Turn the lines below into a numbered list, leaving out any blank lines.

******************************

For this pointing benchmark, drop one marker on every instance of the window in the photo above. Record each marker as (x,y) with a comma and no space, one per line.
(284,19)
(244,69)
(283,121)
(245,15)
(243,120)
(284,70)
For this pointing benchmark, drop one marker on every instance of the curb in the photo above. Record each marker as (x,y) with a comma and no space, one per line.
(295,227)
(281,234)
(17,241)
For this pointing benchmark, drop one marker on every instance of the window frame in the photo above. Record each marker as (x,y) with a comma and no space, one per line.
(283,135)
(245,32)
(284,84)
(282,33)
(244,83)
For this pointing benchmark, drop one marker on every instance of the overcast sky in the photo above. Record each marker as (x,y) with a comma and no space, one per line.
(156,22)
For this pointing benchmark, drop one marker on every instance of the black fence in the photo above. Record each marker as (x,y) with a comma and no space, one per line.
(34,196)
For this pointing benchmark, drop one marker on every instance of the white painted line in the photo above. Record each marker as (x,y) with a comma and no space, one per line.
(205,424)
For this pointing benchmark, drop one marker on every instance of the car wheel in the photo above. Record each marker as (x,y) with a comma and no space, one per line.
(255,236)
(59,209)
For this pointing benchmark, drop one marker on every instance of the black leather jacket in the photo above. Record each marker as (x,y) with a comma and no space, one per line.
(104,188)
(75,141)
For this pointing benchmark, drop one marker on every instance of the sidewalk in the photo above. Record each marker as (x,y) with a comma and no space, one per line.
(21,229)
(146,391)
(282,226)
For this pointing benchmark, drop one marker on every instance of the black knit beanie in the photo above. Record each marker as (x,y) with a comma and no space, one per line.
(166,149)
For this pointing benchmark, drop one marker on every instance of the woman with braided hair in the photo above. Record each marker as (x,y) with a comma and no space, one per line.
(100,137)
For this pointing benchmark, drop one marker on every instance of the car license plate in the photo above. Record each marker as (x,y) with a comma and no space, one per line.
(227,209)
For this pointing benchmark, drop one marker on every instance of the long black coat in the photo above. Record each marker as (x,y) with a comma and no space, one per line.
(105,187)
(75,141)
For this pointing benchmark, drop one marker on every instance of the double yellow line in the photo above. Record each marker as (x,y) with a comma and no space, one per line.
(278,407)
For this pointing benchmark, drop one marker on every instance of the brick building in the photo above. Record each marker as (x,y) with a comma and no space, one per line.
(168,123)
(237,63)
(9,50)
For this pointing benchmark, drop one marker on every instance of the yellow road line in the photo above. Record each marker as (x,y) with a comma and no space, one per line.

******************************

*RESPONSE*
1. For this pointing benchmark, drop one marker on every instance of the window in the photo above. Record each marker as (x,y) with a comma and no space, one per line.
2. (284,19)
3. (244,69)
4. (283,121)
5. (245,15)
6. (243,120)
7. (284,70)
8. For this pointing benchmark, drop one marker on every instance of the curb in the photo above. Record each marker as (x,y) with a comma and no space, one per line.
9. (295,227)
10. (281,234)
11. (17,241)
12. For this pointing benchmark, drop one marker on every instance of the window frame in the photo above. Record each marker as (x,y) with a comma and no space, one per line.
13. (283,135)
14. (245,32)
15. (284,84)
16. (282,33)
17. (244,83)
18. For this pointing benchmark, drop one marker on every instance of the overcast sky in the photo above. Record each marker as (x,y) with a comma and no space, one per line.
19. (156,22)
20. For this pointing benchmark, drop one marker on every instance of the black fence in the photo above. Record each marker as (x,y) with a comma and no space, one per line.
21. (34,196)
22. For this pointing benchmark, drop one marker on every instance of the white painted line in the photo above. Record each marker as (x,y) with a comma and no space, one per line.
23. (205,424)
24. For this pointing benchmark, drop one marker on every instance of the car wheel in the photo above. Record each marker as (x,y) with a comma and no space, one per line.
25. (255,236)
26. (59,209)
27. For this pointing benchmark, drop one marker on every instance of the black leather jacket in the photo above. Record each marker as (x,y) with a comma and no space, one per line.
28. (104,188)
29. (75,141)
30. For this pointing benchmark, drop one marker on every instance of the sidewalk in the photo above. Record each marker as (x,y) with a comma and no space, one per line.
31. (21,229)
32. (146,391)
33. (282,226)
34. For this pointing benchmark, drop one marker on every instance of the black knit beanie in the photo above. Record each marker as (x,y) with a comma and no space, one per line.
35. (166,149)
36. For this pointing benchmark, drop one marker on every instance of the woman with braided hair in the photo above. Record each marker as (x,y) with a comma and no space, one per line.
37. (100,137)
38. For this pointing benchmark, drop one marker on every instance of the car license plate in the photo above. Record each marker as (x,y) with a comma and no space, one per line.
39. (227,209)
40. For this pointing benchmark, drop one marker on every instance of the long black coat in the photo above. Record each marker as (x,y) with a comma and no space, one per line.
41. (105,187)
42. (75,141)
43. For this pointing benchmark, drop one marker on every instance of the double yellow line in the photo above. Record each marker as (x,y) with a comma and no space, one per line.
44. (278,407)
45. For this pointing benchmark, drop one marker on every instance of the brick building in the photo above. Record each marker as (x,y) with a comma and no space, one per line.
46. (168,123)
47. (237,63)
48. (9,50)
49. For this pointing benchmark, drop one marker on every instance of the yellow road line in the photo above. Record each marker as (x,y) with a comma and no space, one per line.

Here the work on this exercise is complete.